──────── Data for review

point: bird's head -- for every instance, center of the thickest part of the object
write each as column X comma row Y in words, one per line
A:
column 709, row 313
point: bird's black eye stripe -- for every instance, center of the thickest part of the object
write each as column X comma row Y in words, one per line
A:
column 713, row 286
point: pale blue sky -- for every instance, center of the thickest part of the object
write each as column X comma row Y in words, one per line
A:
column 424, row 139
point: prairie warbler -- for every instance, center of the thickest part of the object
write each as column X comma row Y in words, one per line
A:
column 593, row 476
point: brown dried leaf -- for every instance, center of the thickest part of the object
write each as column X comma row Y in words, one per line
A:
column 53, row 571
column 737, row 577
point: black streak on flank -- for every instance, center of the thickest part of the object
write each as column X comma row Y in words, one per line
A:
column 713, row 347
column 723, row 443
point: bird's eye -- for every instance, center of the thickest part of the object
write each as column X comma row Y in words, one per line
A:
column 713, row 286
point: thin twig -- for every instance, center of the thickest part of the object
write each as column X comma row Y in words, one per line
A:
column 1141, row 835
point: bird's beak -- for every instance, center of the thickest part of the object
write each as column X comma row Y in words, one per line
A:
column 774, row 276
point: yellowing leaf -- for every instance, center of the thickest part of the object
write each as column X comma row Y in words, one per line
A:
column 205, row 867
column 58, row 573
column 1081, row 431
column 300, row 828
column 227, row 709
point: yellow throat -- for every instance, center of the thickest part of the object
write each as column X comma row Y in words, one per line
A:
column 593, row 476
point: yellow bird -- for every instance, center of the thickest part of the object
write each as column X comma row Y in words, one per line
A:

────────────────

# [Task requirements]
Please output the entire listing exactly as it stands.

# [Exercise solution]
point: bird's head -- for every instance, center of the thickest part of the object
write each as column X comma row Y in words, one per line
A:
column 709, row 313
point: bird's black eye stripe -- for every instance, center of the thickest part of the object
write each as column X comma row Y in words, one per line
A:
column 713, row 286
point: pale blue sky -- for every instance, center of the thickest part of the object
write each as column X comma row Y in words, one per line
A:
column 424, row 139
point: prairie warbler -- for every instance, center of the thickest part of the object
write each as column X comma row Y in words, one per line
A:
column 593, row 476
point: brown dried leaf -- for every instance, center of the thickest part of the object
write each as column X comma row Y in words, one per line
A:
column 53, row 571
column 737, row 577
point: black streak on flank -- for every instance, center of the thickest part of the object
write each as column X comma row Y in words, one per line
A:
column 713, row 347
column 723, row 443
point: bird's eye -- for every instance, center of the thickest part of the object
write each as column X comma row Y in words, one per line
A:
column 713, row 286
point: thin twig -- for every instance, center of the thickest part of the object
write each as column X comma row Y in words, one per line
A:
column 1141, row 835
point: bird's beak -- for every instance, center of the thickest part of the object
write each as column X comma row Y in words, one per line
A:
column 774, row 276
point: yellowing leaf -- for every instance, center of the thickest part of the object
write each as column X comma row Y in words, one per line
A:
column 205, row 867
column 58, row 573
column 1081, row 431
column 300, row 828
column 227, row 709
point: yellow throat -- for every instance, center of the thickest part of the object
write each as column X comma row Y in words, one per line
A:
column 593, row 476
point: yellow bird -- for every instance, center of the thickest part of the object
write each as column X comma row Y in words, one per line
A:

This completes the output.